▸ **Exercise set**:
A – According to the nursing review excerpt, what is a lay doula?
B – Decide whether each statement agrees with the nursing review excerpt. For each, answer yes or no and quote the words from the excerpt that decide it.
(i) Pressure from health care providers is one factor that can influence motivation.
(ii) The laboring patient's first baby is coming 2 weeks late.
(iii) Personal hygiene habits are risk factors for spreading contagious diseases only in older adults.
C – Summarize the nursing review excerpt in three sentences.

▸ **Excerpt provided**:
------------
C. Motivation plays a key role in compliance with a prescribed course of therapy. However, motivation can be influenced by a variety of factors, including age, experience, family history, social support, and pressure from health care providers.

A patient is laboring with her first baby, which is coming 2 weeks early. Her husband is in the military and might not get back in time, and both families are unable to be with her during labor. The doctor decides to call in which of the following people employed by the birthing area to be a support person to be present during labor?
A) Nurse
B) Midwife
C) Assistant
D) Lay doula

D. Although a nurse and midwife would be supportive during labor, the scope of practice for nurses and midwives far exceeds that of a support person present during labor. An assistant is incorrect. This woman has no family available to support her during the laboring process and delivery. A lay doula is a support person who is present during labor to assist women who have no other source of support.

A single young adult female interacts with a group of close friends from college and work. They celebrate birthdays and holidays together. In addition, they help one another through many stressors. She views these individuals as:
A) Family.
B) Siblings.
C) Substitute parents.
D) Alternative family structure.

A. Families can be defined biologically, legally, or as a social network with personally constructed ties and ideologies

Sharing eating utensils with a person who has a contagious illness increases the risk of illness. This type of health risk arises from:
A) Lifestyle.
B) Community.
C) Family history.
D) Personal hygiene habits.

D. In all age-groups personal hygiene habits can be risk factors for the spread of contagious diseases. Sharing eating utensils with a person who has a contagious illness increases the risk of illness.
------------
▸ **Dataset entries**:
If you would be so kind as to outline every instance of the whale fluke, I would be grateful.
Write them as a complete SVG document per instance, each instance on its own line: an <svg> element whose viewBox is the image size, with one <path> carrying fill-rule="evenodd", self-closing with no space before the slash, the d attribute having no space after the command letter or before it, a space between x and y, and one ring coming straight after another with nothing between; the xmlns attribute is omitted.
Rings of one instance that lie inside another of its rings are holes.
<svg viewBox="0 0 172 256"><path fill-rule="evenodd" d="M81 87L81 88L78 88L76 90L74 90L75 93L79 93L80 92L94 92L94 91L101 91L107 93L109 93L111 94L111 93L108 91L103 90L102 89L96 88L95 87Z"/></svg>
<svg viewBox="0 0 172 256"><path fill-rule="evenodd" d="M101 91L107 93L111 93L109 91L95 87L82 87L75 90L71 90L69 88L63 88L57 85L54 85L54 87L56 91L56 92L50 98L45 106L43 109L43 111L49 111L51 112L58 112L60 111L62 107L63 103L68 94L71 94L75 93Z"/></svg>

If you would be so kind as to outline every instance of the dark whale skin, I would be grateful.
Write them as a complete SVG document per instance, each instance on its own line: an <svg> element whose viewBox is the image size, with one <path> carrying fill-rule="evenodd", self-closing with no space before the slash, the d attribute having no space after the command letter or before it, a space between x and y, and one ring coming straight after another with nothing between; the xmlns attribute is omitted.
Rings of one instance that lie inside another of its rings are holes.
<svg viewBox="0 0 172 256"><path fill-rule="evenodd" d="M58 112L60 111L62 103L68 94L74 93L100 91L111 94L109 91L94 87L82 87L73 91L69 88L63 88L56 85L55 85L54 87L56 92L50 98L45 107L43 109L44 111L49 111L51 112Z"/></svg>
------------
▸ **Solutions below**:
A – A lay doula is a support person who is present during labor to assist women who have no other source of support.

B –
(i) Yes: "motivation can be influenced by a variety of factors, including age, experience, family history, social support, and pressure from health care providers."
(ii) No: "A patient is laboring with her first baby, which is coming 2 weeks early."
(iii) No: "In all age-groups personal hygiene habits can be risk factors for the spread of contagious diseases."

C – The excerpt states that motivation plays a key role in compliance with a prescribed course of therapy and can be influenced by factors such as age, experience, family history, social support, and pressure from health care providers. It identifies a lay doula as the support person for a laboring woman with no family available, and it notes that families can be defined biologically, legally, or as a social network with personally constructed ties and ideologies. It also explains that personal hygiene habits can be risk factors for the spread of contagious diseases in all age-groups, since sharing eating utensils with a person who has a contagious illness increases the risk of illness.